Your objective:
Once the lines below holding the string "pathway" are counted, give that number alone.

[Records from a data collection]
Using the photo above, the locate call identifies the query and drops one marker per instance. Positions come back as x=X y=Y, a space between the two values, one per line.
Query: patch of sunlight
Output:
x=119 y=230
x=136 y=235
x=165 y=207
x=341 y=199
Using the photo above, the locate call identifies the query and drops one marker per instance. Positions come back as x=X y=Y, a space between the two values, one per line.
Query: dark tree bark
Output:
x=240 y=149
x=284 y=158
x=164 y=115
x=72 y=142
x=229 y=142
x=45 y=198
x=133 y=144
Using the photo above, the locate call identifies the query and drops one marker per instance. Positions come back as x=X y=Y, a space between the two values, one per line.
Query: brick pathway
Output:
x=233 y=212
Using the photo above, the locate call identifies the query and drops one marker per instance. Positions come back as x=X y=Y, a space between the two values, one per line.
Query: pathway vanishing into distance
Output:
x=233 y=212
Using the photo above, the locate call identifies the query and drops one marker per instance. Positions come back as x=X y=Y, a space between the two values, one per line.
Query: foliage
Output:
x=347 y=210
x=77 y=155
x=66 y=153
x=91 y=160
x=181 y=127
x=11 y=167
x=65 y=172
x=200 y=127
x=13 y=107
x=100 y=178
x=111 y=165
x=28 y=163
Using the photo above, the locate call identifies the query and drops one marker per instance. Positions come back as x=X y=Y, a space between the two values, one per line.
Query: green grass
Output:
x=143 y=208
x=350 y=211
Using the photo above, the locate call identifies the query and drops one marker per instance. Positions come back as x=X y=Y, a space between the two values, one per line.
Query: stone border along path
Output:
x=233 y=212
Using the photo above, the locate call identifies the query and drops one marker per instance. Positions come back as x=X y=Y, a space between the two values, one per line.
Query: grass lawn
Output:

Response to the task:
2